[任务说明 1]: 请将记录中的几行原样重复出来:从包含“Target: grey and black wetsuit top”的那一行开始,一直到记录的最后一行为止。

[正文]:
────────
标签(空格分隔): C++ 算法竞赛 算法


题目来源于HDU 1027

    题目描述 

    Now our hero finds the door to the BEelzebub feng5166. He opens the door and finds feng5166 is about to kill our pretty Princess. But now the BEelzebub has to beat our hero first. feng5166 says, "I have three question for you, if you can work them out, I will release the Princess, or you will be my dinner, too." Ignatius says confidently, "OK, at last, I will save the Princess."
    "Now I will show you the first problem." feng5166 says, "Given a sequence of number 1 to N, we define that 1,2,3...N-1,N is the smallest sequence among all the sequence which can be composed with number 1 to N(each number can be and should be use only once in this problem). So it's easy to see the second smallest sequence is 1,2,3...N,N-1. Now I will give you two numbers, N and M. You should tell me the Mth smallest sequence which is composed with number 1 to N. It's easy, isn't is? Hahahahaha......"
    Can you help Ignatius to solve this problem?

    输入

    The input contains several test cases. Each test case consists of two numbers, N and M(1<=N<=1000, 1<=M<=10000). You may assume that there is always a sequence satisfied the BEelzebub's demand. The input is terminated by the end of file.

    输出

    For each test case, you only have to output the sequence satisfied the BEelzebub's demand. When output a sequence, you should print a space between two numbers, but do not output any spaces after the last number.

    样例输入

    6 4
    11 8

    样例输出

    1 2 3 5 6 4
    1 2 3 4 5 6 7 9 8 11 10

这么道题。又是我们的伊格内修斯和龙的故事……现在他遇到了一个问题。给一组数字n,m。构建一个1,2,…,n的数列,每一个元素作为对应位上的数字,可以当做100001进制。现在让你对里面的元素随便排列,然后输出排列中第m小的元素。就像上面的例子,如果n=6,那数组为1,2,3,4,5,6,则数字123456就是最小的,123465是第2小的,123546是第3小的,以此类推。我们要输出第m小的。

这时候,要用到我们的全排列函数了,如果现场写完全不可能。
C++中全排列函数有两个,都在“algorithm”中,开头需引用。两个函数分别为

    升序:next_permutation(iterator1,iterator2)
    降序:prev_permutation(iterator1,iterator2)
他们返回值的类型都是bool型,表示是否排序到了最后一种可能,如果排到最后一种了,也就是下一种可能不存在了,就返回false;如果下一种可能还存在,就返回true。
其中的iterator是迭代、迭代器的意思,这个迭代器,就是地址,可以用“数组名+下标”来表示,如答案中的应用。

注意:

  1. 两个函数的迭代器都是前闭后开的,取前不取后,做题时容易出错
  2. 如果想正确使用这两个函数,那就需要在全排列之前先将他们都正序/逆序排列一遍。比如说,对1~6升序排,就需要先将这六个数组元素排成升序;prev同理

解题的代码如下。去掉注释,就是解题代码,带着注释,就是观察这两个函数运行的实验。
────────
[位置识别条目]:
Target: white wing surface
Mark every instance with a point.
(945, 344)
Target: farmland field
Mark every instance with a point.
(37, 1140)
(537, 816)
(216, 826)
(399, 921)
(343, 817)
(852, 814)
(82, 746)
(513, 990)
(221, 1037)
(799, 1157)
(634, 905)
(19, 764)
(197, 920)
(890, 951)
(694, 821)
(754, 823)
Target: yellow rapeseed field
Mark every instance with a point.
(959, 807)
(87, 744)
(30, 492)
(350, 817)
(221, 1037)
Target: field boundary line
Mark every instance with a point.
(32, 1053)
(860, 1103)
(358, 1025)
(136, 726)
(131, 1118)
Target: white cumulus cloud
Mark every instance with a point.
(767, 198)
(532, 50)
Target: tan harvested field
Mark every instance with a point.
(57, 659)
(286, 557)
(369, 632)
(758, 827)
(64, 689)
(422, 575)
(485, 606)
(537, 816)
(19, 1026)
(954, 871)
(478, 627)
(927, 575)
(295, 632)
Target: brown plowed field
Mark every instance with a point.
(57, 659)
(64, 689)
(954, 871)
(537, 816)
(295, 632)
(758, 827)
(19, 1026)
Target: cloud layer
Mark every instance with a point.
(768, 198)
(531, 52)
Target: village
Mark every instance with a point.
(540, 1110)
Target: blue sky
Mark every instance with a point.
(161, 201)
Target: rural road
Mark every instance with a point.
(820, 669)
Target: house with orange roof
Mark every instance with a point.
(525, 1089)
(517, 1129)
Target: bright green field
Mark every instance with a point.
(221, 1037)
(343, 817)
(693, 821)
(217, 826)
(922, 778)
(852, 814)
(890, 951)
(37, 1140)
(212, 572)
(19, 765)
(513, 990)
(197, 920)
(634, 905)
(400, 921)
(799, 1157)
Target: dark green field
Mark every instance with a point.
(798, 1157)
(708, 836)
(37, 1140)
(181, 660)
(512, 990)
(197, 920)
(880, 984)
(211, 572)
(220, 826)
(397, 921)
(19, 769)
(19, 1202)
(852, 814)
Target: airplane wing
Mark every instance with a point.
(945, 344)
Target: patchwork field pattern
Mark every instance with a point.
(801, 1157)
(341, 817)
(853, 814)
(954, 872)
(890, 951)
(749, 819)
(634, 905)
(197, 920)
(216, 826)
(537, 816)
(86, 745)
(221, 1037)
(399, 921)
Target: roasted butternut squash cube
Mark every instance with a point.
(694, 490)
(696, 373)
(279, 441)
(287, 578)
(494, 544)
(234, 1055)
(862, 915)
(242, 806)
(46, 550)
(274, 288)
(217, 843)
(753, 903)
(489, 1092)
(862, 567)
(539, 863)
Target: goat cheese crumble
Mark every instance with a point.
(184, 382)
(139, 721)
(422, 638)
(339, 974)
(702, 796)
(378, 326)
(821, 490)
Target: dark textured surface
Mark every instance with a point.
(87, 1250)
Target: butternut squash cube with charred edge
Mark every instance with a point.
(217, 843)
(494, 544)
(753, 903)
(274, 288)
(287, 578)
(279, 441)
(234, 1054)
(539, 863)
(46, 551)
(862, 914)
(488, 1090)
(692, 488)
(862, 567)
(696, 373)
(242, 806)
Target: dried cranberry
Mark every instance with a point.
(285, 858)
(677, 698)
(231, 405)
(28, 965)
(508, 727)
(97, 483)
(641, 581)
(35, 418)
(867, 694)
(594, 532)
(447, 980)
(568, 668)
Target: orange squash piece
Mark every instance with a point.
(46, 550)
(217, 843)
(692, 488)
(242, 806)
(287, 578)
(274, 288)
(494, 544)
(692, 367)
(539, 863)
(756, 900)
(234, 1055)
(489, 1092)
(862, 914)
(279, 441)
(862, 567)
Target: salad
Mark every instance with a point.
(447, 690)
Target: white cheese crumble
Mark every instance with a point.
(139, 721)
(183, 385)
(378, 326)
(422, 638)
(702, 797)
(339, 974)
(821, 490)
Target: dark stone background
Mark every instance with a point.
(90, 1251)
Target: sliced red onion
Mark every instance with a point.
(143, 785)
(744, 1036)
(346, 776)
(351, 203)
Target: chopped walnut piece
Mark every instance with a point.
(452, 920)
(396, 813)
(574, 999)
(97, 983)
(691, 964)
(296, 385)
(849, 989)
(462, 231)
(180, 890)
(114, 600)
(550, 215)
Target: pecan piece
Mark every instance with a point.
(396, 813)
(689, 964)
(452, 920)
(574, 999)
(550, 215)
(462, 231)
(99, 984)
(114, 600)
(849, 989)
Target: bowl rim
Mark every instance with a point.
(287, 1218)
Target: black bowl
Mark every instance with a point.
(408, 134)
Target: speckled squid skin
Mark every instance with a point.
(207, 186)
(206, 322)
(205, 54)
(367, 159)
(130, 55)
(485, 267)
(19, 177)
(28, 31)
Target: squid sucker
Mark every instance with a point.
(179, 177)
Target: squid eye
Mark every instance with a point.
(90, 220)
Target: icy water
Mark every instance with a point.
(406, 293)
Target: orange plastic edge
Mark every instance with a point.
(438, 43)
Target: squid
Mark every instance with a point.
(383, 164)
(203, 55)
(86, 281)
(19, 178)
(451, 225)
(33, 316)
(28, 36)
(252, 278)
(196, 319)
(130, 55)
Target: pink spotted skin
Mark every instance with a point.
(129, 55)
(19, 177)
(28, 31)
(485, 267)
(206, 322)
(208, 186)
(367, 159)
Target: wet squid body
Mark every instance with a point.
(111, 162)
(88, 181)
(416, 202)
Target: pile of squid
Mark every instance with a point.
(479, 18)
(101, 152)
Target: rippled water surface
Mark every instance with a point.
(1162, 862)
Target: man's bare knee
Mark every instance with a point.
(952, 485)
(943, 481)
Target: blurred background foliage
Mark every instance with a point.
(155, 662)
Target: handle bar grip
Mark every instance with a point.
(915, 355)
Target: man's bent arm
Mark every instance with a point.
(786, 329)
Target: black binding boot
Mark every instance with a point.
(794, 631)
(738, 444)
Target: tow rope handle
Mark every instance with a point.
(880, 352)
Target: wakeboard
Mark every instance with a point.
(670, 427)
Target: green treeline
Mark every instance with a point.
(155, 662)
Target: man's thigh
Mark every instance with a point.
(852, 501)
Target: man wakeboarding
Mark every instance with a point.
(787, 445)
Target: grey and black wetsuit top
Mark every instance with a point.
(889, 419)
────────
[任务说明 2]: 请一字不差地抄录上面正文中的一段,从“1 2 3 5 6 4”开始,一直到“可能还存在,就返回true。”为止。

[任务结果 1]:
Target: grey and black wetsuit top
Mark every instance with a point.
(889, 419)

[任务结果 2]:
1 2 3 5 6 4
    1 2 3 4 5 6 7 9 8 11 10

这么道题。又是我们的伊格内修斯和龙的故事……现在他遇到了一个问题。给一组数字n,m。构建一个1,2,…,n的数列,每一个元素作为对应位上的数字,可以当做100001进制。现在让你对里面的元素随便排列,然后输出排列中第m小的元素。就像上面的例子,如果n=6,那数组为1,2,3,4,5,6,则数字123456就是最小的,123465是第2小的,123546是第3小的,以此类推。我们要输出第m小的。

这时候,要用到我们的全排列函数了,如果现场写完全不可能。
C++中全排列函数有两个,都在“algorithm”中,开头需引用。两个函数分别为

    升序:next_permutation(iterator1,iterator2)
    降序:prev_permutation(iterator1,iterator2)
他们返回值的类型都是bool型,表示是否排序到了最后一种可能,如果排到最后一种了,也就是下一种可能不存在了,就返回false;如果下一种可能还存在,就返回true。